Task details —
A line qualifies if it holds the string "gray". Copy every qualifying line from the records.

(Region pointing data)

--- START ---

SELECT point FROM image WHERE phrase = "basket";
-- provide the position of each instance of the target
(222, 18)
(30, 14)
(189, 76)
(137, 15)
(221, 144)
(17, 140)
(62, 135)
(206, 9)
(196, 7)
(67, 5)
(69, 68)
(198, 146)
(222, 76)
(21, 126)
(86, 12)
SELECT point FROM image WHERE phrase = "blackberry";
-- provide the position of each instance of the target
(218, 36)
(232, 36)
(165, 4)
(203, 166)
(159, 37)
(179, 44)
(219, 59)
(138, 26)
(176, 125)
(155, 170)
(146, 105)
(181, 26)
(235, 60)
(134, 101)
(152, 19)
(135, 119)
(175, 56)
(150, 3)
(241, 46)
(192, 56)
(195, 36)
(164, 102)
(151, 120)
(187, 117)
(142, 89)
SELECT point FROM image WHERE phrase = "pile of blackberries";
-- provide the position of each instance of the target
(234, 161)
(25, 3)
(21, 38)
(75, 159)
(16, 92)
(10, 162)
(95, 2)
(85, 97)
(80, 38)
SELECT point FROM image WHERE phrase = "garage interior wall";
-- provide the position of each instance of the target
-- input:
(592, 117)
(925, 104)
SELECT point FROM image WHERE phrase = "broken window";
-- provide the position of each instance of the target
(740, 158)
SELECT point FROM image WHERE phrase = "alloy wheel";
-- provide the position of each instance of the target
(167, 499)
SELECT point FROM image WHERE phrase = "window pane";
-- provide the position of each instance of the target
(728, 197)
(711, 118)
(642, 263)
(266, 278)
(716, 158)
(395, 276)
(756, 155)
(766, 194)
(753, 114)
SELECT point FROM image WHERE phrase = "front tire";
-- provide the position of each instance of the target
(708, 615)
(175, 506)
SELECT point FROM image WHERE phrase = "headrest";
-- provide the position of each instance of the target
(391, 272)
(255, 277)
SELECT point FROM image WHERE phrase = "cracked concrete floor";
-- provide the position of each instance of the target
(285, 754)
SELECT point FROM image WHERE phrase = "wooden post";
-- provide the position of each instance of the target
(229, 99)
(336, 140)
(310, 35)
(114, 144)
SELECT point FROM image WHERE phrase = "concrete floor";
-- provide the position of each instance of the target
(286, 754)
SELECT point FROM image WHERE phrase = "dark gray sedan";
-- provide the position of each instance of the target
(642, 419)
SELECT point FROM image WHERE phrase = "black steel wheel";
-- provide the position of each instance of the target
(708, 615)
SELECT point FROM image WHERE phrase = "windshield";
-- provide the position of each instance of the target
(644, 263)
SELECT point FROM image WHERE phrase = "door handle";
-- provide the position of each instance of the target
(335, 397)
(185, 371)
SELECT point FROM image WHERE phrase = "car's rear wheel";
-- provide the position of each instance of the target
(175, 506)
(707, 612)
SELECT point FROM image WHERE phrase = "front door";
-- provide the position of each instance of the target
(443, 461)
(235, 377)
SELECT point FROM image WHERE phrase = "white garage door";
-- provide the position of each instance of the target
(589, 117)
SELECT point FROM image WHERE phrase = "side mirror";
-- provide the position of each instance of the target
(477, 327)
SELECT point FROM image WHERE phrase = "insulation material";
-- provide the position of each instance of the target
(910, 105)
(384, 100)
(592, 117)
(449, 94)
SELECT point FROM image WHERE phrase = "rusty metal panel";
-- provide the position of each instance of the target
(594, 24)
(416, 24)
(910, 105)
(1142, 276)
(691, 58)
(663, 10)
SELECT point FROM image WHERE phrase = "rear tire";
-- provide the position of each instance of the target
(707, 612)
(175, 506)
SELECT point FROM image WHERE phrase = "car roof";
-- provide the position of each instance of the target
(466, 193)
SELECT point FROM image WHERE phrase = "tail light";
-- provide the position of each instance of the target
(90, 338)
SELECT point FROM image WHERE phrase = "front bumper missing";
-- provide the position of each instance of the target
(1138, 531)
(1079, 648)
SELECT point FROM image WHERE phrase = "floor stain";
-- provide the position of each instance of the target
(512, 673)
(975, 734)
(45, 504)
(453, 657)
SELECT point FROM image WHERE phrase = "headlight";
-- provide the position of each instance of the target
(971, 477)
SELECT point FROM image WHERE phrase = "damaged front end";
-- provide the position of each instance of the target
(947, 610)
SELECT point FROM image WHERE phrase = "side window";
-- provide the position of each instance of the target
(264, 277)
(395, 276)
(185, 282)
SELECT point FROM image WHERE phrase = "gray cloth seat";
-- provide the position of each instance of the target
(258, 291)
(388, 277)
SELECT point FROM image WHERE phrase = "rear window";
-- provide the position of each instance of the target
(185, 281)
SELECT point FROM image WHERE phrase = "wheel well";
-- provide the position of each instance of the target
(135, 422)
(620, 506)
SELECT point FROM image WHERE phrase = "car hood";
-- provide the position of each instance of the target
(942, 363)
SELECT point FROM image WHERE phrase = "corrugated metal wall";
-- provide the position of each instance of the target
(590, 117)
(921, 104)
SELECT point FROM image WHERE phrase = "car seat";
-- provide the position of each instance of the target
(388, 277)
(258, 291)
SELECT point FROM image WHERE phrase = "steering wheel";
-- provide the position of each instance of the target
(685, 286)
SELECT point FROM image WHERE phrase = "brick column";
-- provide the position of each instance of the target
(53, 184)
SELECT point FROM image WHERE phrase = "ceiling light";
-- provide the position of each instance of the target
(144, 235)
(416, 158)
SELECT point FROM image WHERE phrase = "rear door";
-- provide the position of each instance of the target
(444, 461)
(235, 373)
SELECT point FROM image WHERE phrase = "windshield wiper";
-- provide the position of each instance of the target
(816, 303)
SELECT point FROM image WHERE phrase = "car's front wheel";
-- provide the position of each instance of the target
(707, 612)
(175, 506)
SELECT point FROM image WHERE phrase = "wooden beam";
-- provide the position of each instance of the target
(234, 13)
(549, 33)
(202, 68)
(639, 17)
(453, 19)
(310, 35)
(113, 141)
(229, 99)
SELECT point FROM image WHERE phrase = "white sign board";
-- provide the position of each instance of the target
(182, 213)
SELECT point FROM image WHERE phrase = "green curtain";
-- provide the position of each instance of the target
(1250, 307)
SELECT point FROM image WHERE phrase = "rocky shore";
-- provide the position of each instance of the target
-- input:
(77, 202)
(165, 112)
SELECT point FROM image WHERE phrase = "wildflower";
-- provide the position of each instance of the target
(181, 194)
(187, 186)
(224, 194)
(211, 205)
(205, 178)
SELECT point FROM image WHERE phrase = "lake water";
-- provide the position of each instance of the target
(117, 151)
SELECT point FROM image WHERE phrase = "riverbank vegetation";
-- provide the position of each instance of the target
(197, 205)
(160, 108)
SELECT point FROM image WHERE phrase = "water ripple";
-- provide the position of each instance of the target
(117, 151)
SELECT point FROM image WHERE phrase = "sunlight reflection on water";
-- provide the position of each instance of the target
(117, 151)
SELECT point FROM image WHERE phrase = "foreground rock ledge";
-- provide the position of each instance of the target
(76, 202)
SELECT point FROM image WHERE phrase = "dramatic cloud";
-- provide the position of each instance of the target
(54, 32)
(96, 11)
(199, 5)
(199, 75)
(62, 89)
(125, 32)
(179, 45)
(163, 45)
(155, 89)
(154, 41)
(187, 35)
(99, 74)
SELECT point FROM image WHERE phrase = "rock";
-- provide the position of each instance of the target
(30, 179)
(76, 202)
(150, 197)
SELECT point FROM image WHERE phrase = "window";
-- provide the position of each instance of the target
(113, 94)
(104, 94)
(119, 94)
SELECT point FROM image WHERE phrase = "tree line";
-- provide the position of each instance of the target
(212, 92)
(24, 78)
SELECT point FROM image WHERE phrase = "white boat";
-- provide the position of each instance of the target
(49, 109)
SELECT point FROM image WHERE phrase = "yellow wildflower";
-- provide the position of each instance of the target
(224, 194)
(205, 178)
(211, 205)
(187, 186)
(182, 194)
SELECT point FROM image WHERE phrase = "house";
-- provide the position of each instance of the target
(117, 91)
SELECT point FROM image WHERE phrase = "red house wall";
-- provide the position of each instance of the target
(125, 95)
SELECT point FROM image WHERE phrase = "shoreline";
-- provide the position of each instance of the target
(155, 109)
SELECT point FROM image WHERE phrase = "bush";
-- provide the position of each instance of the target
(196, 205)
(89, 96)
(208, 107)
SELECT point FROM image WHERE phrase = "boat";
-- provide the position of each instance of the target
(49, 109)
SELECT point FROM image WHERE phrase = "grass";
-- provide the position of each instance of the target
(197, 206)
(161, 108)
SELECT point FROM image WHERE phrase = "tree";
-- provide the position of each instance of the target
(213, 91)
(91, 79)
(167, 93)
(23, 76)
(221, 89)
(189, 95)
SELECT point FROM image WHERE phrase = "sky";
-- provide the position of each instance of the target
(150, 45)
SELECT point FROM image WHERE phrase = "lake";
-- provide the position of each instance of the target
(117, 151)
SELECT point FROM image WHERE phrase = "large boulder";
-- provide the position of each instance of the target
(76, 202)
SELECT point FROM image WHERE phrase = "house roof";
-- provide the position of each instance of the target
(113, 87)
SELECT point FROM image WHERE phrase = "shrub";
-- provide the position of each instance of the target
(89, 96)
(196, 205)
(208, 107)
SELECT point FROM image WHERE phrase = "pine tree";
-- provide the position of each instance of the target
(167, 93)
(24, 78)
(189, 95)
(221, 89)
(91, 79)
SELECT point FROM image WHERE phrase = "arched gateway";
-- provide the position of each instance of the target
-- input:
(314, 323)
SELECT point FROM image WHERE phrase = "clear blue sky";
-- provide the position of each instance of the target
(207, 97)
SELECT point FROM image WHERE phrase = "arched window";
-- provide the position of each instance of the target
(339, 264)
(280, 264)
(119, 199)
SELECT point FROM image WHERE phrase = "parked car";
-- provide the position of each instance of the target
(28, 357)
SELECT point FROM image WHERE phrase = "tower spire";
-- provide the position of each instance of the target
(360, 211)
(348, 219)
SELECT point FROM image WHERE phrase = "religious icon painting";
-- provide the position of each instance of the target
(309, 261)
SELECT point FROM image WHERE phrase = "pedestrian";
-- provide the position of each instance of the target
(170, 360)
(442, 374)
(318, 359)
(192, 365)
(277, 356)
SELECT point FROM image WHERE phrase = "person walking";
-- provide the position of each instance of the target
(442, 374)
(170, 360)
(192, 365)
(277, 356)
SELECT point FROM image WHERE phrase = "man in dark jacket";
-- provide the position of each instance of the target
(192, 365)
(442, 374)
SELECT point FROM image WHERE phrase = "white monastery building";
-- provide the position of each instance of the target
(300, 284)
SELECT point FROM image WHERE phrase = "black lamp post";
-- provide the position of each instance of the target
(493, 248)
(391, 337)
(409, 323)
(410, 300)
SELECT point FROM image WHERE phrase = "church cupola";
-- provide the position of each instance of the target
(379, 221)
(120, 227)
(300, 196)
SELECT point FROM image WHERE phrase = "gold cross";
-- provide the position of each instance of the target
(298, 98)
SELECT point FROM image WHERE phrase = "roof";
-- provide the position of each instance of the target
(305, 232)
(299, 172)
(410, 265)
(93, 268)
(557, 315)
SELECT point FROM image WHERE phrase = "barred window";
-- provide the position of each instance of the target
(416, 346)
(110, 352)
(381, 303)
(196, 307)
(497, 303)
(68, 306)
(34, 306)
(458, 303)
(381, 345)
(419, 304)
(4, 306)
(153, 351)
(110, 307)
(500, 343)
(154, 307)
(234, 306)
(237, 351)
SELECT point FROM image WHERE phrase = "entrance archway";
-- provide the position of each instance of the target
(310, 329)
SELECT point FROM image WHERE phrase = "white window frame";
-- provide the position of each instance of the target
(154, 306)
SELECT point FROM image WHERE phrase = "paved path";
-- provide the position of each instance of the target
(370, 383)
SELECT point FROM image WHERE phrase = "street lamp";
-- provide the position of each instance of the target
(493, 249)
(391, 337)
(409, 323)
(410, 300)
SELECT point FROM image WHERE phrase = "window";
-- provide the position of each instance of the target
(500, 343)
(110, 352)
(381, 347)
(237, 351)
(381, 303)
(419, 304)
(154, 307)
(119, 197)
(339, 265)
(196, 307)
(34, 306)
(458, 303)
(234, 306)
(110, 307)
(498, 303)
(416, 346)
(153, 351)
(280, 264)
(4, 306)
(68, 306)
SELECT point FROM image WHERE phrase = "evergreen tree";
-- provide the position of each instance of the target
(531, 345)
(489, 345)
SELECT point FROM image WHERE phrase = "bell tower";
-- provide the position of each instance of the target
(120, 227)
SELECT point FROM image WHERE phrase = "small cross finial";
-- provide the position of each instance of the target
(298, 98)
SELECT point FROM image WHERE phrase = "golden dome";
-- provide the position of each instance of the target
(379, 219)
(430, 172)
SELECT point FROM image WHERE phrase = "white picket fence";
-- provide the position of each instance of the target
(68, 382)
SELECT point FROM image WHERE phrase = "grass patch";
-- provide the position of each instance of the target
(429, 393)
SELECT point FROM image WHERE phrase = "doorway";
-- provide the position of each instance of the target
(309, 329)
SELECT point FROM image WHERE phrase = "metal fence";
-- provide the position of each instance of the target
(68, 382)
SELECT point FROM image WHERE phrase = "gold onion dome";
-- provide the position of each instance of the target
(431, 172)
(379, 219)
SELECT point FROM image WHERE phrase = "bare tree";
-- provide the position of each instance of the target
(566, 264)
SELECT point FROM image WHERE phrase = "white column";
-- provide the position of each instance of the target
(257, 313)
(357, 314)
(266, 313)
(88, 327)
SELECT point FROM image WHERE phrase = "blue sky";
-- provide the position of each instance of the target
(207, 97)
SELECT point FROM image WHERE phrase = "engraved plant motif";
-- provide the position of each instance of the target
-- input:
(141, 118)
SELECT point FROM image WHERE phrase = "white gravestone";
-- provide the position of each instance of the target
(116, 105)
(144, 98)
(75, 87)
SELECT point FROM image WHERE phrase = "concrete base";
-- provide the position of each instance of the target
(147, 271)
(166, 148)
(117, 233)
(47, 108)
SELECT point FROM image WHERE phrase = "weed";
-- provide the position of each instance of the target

--- END ---

Response to this task —
SELECT point FROM image WHERE phrase = "dark gray sedan";
SELECT point FROM image WHERE phrase = "gray cloth seat";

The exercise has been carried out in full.